(Records from a data collection)

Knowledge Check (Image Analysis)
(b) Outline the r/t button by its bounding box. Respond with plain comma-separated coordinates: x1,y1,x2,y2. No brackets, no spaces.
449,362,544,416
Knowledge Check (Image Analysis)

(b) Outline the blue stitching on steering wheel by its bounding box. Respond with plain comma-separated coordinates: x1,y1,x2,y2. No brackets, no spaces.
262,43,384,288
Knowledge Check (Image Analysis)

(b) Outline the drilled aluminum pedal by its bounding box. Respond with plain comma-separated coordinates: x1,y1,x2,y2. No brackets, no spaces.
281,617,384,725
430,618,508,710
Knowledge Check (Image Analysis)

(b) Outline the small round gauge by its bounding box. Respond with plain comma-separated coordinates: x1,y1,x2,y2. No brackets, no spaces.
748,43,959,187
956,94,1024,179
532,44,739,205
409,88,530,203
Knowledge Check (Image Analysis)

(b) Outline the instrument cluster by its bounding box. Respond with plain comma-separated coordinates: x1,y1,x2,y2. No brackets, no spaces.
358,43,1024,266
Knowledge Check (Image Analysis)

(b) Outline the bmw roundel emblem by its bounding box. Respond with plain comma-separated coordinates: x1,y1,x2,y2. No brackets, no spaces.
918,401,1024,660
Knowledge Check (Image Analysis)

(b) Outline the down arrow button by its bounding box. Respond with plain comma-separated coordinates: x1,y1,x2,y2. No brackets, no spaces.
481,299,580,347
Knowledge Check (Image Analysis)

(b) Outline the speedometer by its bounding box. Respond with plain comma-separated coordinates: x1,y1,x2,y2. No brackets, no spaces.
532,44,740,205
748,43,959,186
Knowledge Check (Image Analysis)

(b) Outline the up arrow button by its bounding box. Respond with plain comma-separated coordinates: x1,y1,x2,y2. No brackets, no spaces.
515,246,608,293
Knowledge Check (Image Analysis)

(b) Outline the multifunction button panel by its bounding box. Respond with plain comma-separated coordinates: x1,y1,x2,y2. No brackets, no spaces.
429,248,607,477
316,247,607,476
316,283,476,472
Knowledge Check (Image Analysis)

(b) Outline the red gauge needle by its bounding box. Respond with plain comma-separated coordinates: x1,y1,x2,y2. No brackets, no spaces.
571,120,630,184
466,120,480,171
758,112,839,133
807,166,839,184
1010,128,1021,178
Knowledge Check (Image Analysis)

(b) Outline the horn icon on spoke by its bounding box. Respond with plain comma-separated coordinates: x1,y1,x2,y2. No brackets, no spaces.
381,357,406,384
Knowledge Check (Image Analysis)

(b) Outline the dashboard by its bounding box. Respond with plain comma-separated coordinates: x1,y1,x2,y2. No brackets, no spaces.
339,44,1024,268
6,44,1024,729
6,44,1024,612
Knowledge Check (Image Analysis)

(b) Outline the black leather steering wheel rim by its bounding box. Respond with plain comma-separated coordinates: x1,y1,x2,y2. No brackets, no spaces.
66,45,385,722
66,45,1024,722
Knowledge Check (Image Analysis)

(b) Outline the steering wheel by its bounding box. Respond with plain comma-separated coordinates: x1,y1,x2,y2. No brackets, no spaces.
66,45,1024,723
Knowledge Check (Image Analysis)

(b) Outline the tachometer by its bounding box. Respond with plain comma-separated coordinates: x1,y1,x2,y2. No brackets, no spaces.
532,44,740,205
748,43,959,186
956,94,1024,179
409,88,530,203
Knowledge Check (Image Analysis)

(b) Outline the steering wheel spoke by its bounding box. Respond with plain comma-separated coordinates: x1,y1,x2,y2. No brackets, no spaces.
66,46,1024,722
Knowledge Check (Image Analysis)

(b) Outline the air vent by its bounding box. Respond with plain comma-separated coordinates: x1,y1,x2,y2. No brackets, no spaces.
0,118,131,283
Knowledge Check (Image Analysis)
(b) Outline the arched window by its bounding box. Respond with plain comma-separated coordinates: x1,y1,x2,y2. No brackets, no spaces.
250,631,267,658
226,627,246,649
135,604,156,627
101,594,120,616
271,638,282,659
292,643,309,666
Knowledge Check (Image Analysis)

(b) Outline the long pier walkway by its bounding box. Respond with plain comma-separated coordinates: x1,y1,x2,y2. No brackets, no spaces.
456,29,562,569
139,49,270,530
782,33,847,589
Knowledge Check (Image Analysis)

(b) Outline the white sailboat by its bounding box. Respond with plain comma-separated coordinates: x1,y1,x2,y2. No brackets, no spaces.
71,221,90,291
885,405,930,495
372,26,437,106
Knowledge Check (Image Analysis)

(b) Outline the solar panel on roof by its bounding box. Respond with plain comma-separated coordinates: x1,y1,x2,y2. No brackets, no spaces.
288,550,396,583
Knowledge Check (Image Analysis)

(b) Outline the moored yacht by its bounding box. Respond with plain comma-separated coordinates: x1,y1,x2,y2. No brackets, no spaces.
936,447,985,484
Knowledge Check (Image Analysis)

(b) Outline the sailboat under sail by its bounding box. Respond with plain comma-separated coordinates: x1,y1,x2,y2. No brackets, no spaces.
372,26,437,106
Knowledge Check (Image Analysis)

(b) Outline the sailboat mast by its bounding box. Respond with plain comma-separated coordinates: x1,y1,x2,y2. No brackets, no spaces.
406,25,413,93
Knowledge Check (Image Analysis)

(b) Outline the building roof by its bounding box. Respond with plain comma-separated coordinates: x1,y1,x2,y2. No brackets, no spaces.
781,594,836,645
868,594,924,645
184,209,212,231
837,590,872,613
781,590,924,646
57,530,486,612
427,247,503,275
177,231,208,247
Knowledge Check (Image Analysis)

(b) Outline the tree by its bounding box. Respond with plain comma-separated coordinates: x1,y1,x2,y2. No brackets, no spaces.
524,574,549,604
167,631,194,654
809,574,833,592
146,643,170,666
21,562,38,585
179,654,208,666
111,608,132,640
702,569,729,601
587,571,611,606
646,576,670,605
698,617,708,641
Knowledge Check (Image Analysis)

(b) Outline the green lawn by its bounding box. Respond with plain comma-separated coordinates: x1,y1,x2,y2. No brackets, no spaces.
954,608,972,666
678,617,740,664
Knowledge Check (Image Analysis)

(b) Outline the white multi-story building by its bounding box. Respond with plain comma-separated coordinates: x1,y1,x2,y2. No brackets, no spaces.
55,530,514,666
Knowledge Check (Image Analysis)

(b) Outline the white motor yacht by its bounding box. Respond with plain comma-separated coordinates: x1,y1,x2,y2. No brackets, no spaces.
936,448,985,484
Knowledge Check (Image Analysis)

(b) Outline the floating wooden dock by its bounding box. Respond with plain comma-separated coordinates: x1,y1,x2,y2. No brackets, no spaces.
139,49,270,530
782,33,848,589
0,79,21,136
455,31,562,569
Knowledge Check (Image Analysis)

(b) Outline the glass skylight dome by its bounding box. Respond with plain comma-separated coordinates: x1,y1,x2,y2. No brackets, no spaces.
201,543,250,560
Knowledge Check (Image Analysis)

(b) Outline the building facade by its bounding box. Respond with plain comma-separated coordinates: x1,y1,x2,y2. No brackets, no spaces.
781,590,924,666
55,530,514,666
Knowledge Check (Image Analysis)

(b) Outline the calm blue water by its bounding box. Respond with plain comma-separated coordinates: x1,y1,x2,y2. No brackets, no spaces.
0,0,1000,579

* WHAT YOU ARE ASKED TO DO:
Reproduce the listing word for word, starting at its first line and ending with the line that contains "358,43,1024,266", both included.

* COMPLETE OUTPUT:
Knowledge Check (Image Analysis)
(b) Outline the r/t button by its bounding box. Respond with plain comma-separated coordinates: x1,y1,x2,y2. No brackets, no spaces.
449,362,544,416
Knowledge Check (Image Analysis)

(b) Outline the blue stitching on steering wheel by its bounding box. Respond with plain comma-separated coordinates: x1,y1,x2,y2. No brackets, no spaces.
262,43,384,288
Knowledge Check (Image Analysis)

(b) Outline the drilled aluminum pedal by its bounding box. Respond with plain comma-separated coordinates: x1,y1,x2,y2. No brackets, no spaces.
281,617,384,725
430,618,508,710
Knowledge Check (Image Analysis)

(b) Outline the small round gauge by its bounding box. Respond with plain comma-separated coordinates: x1,y1,x2,y2. No brackets, no spaces.
748,43,959,187
956,94,1024,179
532,44,739,205
409,88,530,203
Knowledge Check (Image Analysis)

(b) Outline the instrument cluster by its bounding box. Respond with plain comma-separated coordinates: x1,y1,x2,y2. No brackets, no spaces.
358,43,1024,266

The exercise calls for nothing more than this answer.